*** SUPPLIED RECORDS

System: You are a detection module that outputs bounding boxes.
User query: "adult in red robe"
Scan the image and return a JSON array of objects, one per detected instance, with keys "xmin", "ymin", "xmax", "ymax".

******
*** SUPPLIED RECORDS

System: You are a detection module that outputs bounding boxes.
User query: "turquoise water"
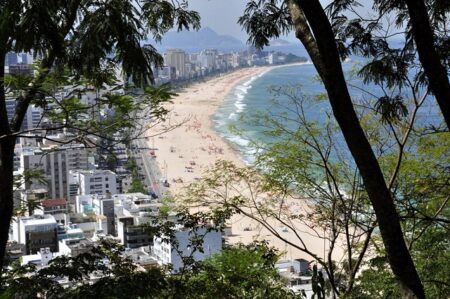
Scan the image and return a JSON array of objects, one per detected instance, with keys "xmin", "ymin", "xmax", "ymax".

******

WORK ITEM
Review the entries above and return every line where "query" appears.

EXERCISE ANSWER
User query: "adult in red robe"
User query: "turquoise water"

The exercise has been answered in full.